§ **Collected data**
• • • • •
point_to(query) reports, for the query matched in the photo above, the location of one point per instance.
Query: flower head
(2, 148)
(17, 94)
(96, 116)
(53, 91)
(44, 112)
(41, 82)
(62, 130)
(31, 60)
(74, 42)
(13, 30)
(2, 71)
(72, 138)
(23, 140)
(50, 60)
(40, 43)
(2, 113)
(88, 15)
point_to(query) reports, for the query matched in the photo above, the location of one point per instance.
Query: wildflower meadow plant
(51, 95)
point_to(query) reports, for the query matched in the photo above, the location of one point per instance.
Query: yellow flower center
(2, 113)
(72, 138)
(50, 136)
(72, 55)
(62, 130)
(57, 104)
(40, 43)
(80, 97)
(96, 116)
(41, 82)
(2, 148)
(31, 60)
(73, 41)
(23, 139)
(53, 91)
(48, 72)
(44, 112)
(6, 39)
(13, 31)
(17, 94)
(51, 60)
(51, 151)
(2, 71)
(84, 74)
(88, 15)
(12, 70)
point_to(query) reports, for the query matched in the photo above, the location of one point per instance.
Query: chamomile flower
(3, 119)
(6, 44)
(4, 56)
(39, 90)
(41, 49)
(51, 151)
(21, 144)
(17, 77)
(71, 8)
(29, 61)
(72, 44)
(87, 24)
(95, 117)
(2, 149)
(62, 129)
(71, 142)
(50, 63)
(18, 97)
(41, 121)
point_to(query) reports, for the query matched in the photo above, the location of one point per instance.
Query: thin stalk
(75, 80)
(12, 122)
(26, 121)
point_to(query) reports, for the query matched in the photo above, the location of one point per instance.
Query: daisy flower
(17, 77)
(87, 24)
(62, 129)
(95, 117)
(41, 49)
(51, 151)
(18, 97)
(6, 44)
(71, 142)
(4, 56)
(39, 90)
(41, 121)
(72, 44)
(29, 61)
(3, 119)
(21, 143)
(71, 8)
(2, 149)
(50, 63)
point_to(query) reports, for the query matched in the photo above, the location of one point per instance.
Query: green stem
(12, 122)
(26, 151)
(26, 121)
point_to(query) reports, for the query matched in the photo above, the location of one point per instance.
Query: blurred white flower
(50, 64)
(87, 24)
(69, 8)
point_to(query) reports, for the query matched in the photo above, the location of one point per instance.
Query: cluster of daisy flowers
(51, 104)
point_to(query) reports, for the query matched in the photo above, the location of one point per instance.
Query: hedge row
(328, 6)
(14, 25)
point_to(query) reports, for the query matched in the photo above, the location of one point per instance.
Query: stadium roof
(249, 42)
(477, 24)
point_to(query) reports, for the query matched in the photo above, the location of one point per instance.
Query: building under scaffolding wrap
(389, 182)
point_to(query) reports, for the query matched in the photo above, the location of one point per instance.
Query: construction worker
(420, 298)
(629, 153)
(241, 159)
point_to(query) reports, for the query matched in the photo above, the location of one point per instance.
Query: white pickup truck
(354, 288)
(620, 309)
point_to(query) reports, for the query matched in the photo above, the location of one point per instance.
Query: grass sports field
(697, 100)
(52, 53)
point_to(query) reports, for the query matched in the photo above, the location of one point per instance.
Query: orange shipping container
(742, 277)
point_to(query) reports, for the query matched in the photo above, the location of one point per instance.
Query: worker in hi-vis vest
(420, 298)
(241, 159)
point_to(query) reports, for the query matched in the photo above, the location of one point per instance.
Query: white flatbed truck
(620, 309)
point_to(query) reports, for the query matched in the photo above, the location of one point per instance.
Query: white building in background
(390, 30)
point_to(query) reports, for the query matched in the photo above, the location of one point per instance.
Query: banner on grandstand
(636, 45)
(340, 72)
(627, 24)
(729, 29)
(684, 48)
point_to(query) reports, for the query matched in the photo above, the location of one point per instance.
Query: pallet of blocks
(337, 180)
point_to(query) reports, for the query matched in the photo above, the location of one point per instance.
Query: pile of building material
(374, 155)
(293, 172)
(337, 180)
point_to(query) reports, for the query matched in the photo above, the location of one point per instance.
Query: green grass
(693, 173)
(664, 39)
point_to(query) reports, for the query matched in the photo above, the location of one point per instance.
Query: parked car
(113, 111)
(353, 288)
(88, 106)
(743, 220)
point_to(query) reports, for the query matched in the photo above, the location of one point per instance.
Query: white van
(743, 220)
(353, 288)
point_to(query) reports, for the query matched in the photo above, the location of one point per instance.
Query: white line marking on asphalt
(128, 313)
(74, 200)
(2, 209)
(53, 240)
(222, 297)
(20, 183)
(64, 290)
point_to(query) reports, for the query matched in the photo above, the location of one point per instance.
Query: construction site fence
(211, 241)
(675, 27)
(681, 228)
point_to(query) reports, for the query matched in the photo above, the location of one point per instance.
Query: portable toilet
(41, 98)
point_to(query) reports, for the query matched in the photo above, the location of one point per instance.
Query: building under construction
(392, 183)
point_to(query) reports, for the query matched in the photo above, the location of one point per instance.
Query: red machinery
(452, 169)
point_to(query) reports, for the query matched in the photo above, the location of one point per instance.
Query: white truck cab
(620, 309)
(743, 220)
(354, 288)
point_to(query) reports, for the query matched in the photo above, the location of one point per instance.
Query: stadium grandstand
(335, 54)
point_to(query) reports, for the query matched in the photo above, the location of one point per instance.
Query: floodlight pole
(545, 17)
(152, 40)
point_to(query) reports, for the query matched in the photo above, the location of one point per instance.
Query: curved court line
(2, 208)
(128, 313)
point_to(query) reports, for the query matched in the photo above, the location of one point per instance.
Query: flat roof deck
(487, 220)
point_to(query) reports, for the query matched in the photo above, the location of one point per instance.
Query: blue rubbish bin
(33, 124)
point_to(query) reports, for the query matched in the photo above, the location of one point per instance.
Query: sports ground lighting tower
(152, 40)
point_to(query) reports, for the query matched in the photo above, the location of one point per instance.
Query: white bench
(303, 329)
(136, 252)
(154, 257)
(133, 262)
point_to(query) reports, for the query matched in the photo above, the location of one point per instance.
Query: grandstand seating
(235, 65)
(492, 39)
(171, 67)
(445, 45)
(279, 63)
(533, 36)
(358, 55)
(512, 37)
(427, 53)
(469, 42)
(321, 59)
• • • • •
§ **Work order**
Print every record above exactly as it appears.

§ **Exercise solution**
point_to(query) reports, for the query matched in the photo above, the location of one point per instance.
Query: flower head
(2, 148)
(17, 94)
(96, 116)
(53, 91)
(44, 112)
(41, 82)
(62, 130)
(31, 60)
(74, 42)
(13, 30)
(2, 71)
(72, 138)
(23, 140)
(50, 60)
(40, 43)
(2, 113)
(88, 15)
point_to(query) reports, for the query matched in the photo above, the location of one point per instance.
Query: wildflower meadow plant
(51, 95)
point_to(query) reports, for the query matched in the photo above, the location of one point per instance.
Query: yellow flower center
(2, 113)
(72, 138)
(50, 136)
(72, 55)
(62, 130)
(57, 104)
(40, 43)
(80, 97)
(96, 116)
(41, 82)
(2, 148)
(31, 60)
(73, 41)
(23, 139)
(53, 91)
(48, 72)
(44, 112)
(6, 39)
(13, 31)
(17, 94)
(51, 60)
(51, 151)
(2, 71)
(84, 74)
(88, 15)
(12, 70)
point_to(query) reports, for the query matched in the photo above, the location of one point per instance.
Query: chamomile flower
(3, 119)
(6, 44)
(4, 56)
(39, 90)
(41, 49)
(51, 151)
(21, 144)
(17, 77)
(71, 8)
(29, 61)
(72, 44)
(87, 24)
(95, 117)
(2, 149)
(62, 129)
(71, 142)
(50, 63)
(18, 97)
(41, 121)
point_to(query) reports, for the query matched in the photo above, the location of one point per instance.
Query: thin stalk
(75, 80)
(12, 122)
(26, 121)
point_to(query) reports, for the query matched in the photo above, the location of one point per instance.
Query: daisy flower
(17, 77)
(87, 24)
(62, 129)
(95, 117)
(41, 49)
(51, 151)
(18, 97)
(6, 44)
(71, 142)
(4, 56)
(39, 90)
(41, 121)
(72, 44)
(29, 61)
(3, 119)
(21, 143)
(71, 8)
(2, 149)
(50, 63)
point_to(query) reports, for the query matched in the photo above, the location of one point per instance.
Query: green stem
(12, 122)
(26, 151)
(26, 121)
point_to(query) reports, for the query matched in the photo above, the location of one point per instance.
Query: blurred white flower
(50, 64)
(87, 24)
(69, 8)
point_to(query) reports, for the query matched in the photo above, the location of one point per instance.
Query: cluster of daisy flowers
(51, 104)
point_to(query) reports, for the query matched in the photo above, the location of one point per instance.
Query: hedge row
(328, 6)
(14, 25)
point_to(query) reports, for the query matched in the photo above, the location of one point per instance.
Query: stadium roof
(249, 42)
(477, 24)
point_to(query) reports, for the query matched in the photo above, the location of one point per instance.
Query: building under scaffolding wrap
(389, 182)
point_to(query) reports, for the query matched in the photo above, the location of one point per instance.
Query: construction worker
(420, 298)
(629, 153)
(241, 159)
point_to(query) reports, for the query matched in the photo above, the location of one point per instance.
Query: white pickup truck
(354, 288)
(620, 309)
point_to(query) reports, for the query matched in the photo above, the location of one point per instance.
Query: grass sports field
(697, 100)
(52, 53)
point_to(query) reports, for the query matched in the photo above, the location of one point per instance.
Query: orange shipping container
(742, 277)
point_to(query) reports, for the query matched in the photo above, the location of one point per instance.
Query: worker in hi-vis vest
(420, 298)
(241, 159)
point_to(query) reports, for the query matched in the photo above, the location of one point per instance.
Query: white flatbed truck
(620, 309)
point_to(query) reports, for the query matched in the photo above, the location of one point per instance.
Query: white building in background
(390, 30)
point_to(query) reports, for the query matched in the photo above, the location of one point per instance.
Query: banner on grandstand
(636, 45)
(340, 72)
(627, 24)
(729, 29)
(684, 48)
point_to(query) reports, for the query matched in the photo above, the location of one point per instance.
Query: pallet of blocks
(337, 180)
point_to(query) reports, for the query matched in the photo above, the location of one point per instance.
Query: pile of building material
(374, 155)
(293, 172)
(337, 180)
point_to(query) reports, for the query matched in the photo above, the location of one point per instance.
Query: green grass
(693, 173)
(664, 39)
point_to(query) reports, for the query matched in the photo above, the location of one point per instance.
Query: parked car
(113, 111)
(353, 288)
(88, 106)
(743, 220)
point_to(query) reports, for the query matched in the photo above, the location of one point per instance.
Query: white van
(743, 220)
(353, 288)
point_to(query) reports, for the query matched in the photo above, the location of one point per instance.
Query: white line marking on asphalt
(128, 313)
(74, 200)
(2, 209)
(53, 240)
(222, 297)
(20, 183)
(64, 290)
point_to(query) reports, for the query matched in the photo above, the location of one point per instance.
Query: construction site fence
(211, 241)
(675, 27)
(681, 228)
point_to(query) reports, for the query matched in the photo above, the location of one point per instance.
Query: portable toilet
(41, 98)
point_to(query) reports, for the query matched in the photo above, the location of one point per instance.
Query: building under construction
(392, 183)
point_to(query) reports, for the query matched in the photo above, the location of one point per instance.
Query: red machinery
(452, 169)
point_to(query) reports, for the query matched in the photo above, the location of one point per instance.
Query: white truck cab
(620, 309)
(743, 220)
(354, 288)
point_to(query) reports, for the query matched in the photo above, the location of one point per instance.
Query: stadium grandstand
(335, 54)
point_to(query) reports, for the query matched in the photo above, the location of one point per instance.
Query: floodlight pole
(545, 17)
(152, 40)
point_to(query) reports, for the query matched in the photo above, the location of one point per instance.
Query: curved court line
(2, 208)
(128, 313)
point_to(query) reports, for the query matched in the photo above, the location of one point per instance.
Query: flat roof deck
(487, 220)
point_to(query) reports, for the query matched in the photo above, the location of one point per instance.
Query: blue rubbish bin
(33, 124)
point_to(query) reports, for the query matched in the photo above, the location of one point per instance.
Query: sports ground lighting tower
(152, 40)
point_to(query) reports, for the query matched in the photo above, the location of one point per instance.
Query: white bench
(303, 329)
(136, 252)
(154, 257)
(133, 262)
point_to(query) reports, for the query matched in the photo above, the location of one point per instance.
Query: grandstand seating
(235, 65)
(492, 39)
(171, 67)
(445, 45)
(279, 63)
(533, 36)
(358, 55)
(512, 37)
(427, 53)
(469, 42)
(321, 59)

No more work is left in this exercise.